原文段落:
Saturday, September 20, 2008

恶法之恶

A君说:“你是恐怖份子,为了国家安全,必须引用内安法令逮捕你!”。B君说:“我讲的都是事实,你煽动种族情绪,应该用内安法令扣留你,不是我!”。“C君说:“内安法令允许无审讯扣留,违反基本人权,应该被废除,无论是谁都不应该被剥夺这人权!” 。D君说:“内安法令虽是恶法,但是你是坏人,所以可以用恶法来对付你!”。

各位聪敏的读者,可否分辨出以上四人立场的不同?A君与B君基本上认同内安法令的存在,争论只是谁是应该被对付的坏人,对他们来说,需要的只是对坏人下一个定义。C君完全否定内安法令的合理性,不管对好人或坏人,都不应该用这恶法,因此他需要只是抛弃这法令。D君则认同内安法令是恶法,但却认为用在他眼中的坏人身上是可以被接受的,因此他只需要找出谁是他眼中的坏人。

在四个想法里面,无论你赞同他们立场与否,A、B和C的立场并没有矛盾,但是D的矛盾则是值得研究的言论。希腊哲学家亚里士多德(Aristotle)强调,道德行为的本质就在于以道德行为这种行为为本身目的,而不是以这种行为的结果为目的。因此,若在乎的只是达到目的所带来的结果(如惩罚敌人,大快人心),那大可不必虚伪地为法令设下道德标签。若要坚持那是恶的法令,则无需用道德去标签敌人。

另外,当年古希腊哲学家苏格拉底(Socrates)被当权者以误导青年这罪名被判喝毒药死刑,他却纵容就刑并解释说,纵使是不合理,也要成全城邦法律的权威性。虽然这两位哲学家对法治有不同的诠释,但至少也算有个立场。总好过庸俗的政治家,反对恶法,却又能自圆其说地解释说支持引用恶法来对付敌人是为了要让敌人反省恶法之恶,从而改善。政治气魄与格局之小,不禁让人叹息!

Saturday, September 6, 2008

试问谁不是寄居?

最近闹得沸腾的“寄居论”,虽然在英巫媒体鲜少报导,但是却是中文媒体的热门课题。政坛上的千奇百态,一览无遗。

材料:
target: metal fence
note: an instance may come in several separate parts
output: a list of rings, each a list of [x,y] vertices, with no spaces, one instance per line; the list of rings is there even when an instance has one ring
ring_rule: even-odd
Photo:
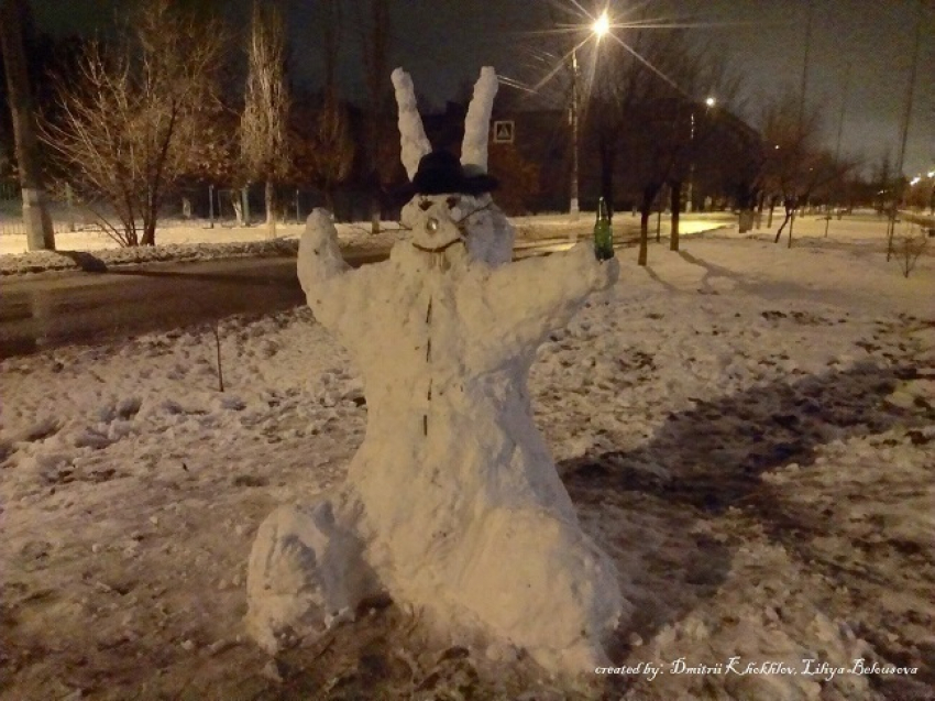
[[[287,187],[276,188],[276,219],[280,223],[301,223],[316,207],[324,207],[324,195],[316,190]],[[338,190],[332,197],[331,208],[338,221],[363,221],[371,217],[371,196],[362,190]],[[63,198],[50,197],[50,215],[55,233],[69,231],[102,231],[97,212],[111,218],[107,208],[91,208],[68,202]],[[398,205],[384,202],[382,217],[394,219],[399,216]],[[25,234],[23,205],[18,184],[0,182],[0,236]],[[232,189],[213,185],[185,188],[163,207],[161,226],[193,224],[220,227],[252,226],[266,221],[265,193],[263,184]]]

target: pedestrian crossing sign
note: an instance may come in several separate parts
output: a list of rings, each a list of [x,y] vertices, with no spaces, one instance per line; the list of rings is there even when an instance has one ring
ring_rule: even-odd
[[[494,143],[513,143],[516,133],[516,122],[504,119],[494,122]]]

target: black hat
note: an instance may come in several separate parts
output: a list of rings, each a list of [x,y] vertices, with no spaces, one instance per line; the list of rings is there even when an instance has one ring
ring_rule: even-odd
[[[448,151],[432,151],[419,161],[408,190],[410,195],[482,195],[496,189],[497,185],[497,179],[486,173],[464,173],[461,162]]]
...
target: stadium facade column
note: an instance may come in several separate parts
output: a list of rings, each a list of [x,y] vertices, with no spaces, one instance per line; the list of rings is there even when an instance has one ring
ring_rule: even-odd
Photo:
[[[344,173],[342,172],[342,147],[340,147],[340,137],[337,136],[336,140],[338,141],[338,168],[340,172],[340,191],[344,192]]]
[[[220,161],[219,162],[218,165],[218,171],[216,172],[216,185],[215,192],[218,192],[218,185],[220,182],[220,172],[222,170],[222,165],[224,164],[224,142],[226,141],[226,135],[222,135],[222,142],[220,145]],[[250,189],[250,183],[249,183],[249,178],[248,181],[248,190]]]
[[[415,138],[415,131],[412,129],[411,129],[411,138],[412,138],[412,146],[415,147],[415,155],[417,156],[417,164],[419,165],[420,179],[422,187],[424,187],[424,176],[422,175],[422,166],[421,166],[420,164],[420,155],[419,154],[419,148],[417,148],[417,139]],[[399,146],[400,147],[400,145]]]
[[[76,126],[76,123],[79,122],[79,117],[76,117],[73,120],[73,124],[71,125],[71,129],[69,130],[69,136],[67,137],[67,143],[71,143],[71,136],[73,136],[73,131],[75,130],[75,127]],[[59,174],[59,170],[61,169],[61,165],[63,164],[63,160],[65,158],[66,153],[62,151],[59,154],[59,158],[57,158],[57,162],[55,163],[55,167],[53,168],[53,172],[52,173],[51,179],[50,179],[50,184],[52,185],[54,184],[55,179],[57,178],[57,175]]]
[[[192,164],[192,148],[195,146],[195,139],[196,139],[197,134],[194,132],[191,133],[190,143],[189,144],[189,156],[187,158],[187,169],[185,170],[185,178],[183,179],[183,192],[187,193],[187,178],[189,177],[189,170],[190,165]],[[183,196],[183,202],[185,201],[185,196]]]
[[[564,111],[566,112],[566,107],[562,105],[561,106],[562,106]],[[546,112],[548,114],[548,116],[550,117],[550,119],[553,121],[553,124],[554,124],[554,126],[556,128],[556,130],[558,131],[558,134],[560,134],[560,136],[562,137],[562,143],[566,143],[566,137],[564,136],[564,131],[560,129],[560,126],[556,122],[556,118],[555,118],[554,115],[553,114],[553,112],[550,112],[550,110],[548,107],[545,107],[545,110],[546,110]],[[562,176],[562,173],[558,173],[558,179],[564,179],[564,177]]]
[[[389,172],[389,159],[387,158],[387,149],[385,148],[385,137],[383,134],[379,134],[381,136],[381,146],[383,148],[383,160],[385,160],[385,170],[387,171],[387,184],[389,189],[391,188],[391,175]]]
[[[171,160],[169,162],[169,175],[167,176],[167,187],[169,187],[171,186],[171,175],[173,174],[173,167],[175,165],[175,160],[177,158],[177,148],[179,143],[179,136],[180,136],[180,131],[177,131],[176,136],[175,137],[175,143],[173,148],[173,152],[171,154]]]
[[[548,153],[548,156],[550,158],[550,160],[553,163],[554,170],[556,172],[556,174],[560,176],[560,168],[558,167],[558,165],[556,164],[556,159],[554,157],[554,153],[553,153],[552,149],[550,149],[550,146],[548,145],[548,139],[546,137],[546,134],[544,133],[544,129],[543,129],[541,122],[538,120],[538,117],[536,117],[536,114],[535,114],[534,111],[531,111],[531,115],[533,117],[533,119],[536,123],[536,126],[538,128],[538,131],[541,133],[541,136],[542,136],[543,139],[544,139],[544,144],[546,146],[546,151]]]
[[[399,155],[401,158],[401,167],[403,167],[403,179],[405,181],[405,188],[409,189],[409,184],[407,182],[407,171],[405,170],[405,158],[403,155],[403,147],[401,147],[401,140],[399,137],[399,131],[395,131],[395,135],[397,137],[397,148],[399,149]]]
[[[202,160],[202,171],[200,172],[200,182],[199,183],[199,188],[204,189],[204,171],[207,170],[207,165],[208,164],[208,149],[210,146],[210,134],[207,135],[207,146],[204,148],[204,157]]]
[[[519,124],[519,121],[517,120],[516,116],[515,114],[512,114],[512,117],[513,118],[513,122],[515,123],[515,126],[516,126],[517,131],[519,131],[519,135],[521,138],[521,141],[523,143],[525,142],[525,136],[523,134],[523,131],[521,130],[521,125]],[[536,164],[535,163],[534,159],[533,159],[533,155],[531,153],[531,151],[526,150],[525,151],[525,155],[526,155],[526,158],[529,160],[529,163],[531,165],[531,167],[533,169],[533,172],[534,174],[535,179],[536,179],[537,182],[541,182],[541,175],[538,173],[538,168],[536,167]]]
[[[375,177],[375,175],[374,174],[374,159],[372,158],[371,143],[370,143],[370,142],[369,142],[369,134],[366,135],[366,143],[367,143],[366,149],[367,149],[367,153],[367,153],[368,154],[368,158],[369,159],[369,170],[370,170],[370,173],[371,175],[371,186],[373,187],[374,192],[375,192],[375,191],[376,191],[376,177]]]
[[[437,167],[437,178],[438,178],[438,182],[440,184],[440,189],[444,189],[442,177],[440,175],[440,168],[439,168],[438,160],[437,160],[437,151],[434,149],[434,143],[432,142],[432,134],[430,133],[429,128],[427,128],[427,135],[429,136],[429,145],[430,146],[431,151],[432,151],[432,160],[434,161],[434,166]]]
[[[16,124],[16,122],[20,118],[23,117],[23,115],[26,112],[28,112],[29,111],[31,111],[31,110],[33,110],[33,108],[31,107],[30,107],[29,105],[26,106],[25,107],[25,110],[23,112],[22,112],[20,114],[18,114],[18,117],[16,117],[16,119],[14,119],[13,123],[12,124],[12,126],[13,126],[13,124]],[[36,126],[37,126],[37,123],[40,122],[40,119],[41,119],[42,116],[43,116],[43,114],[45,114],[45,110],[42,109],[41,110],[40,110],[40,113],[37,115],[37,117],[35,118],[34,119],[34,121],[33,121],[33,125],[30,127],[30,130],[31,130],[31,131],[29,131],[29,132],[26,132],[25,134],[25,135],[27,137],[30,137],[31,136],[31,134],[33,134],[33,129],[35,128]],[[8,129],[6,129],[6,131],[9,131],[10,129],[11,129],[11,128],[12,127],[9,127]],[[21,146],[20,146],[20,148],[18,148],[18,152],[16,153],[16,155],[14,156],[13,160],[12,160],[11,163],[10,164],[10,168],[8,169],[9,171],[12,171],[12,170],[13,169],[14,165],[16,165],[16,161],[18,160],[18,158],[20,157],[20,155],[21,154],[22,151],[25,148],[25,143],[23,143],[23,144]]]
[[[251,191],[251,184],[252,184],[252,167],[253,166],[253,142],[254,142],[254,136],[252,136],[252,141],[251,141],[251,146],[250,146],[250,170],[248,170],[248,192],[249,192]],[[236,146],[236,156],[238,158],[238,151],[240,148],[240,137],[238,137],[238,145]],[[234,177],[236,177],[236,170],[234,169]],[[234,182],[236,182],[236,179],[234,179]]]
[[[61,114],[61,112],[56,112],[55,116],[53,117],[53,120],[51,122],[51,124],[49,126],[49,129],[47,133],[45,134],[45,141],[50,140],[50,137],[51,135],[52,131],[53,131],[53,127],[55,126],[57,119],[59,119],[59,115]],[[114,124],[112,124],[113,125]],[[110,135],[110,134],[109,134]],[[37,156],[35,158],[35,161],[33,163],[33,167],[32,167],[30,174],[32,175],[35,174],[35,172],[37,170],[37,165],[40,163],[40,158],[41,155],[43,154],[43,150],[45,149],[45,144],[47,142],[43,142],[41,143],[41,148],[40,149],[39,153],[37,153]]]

问题 1: 根据原文段落,苏格拉底被当权者判了什么罪名?
问题 2: 请对照原文段落,判断下面几句话对不对:(a) C君认为内安法令应该被废除;(b) 作者认为D君的立场没有矛盾;(c) “寄居论”在英巫媒体里报导得很多。每句答“对”或“不对”,并引用原文段落里起决定作用的字句。

完整答案 1: 误导青年。

完整答案 2:
(a) 对。“应该被废除”
(b) 不对。“但是D的矛盾则是值得研究的言论”
(c) 不对。“虽然在英巫媒体鲜少报导”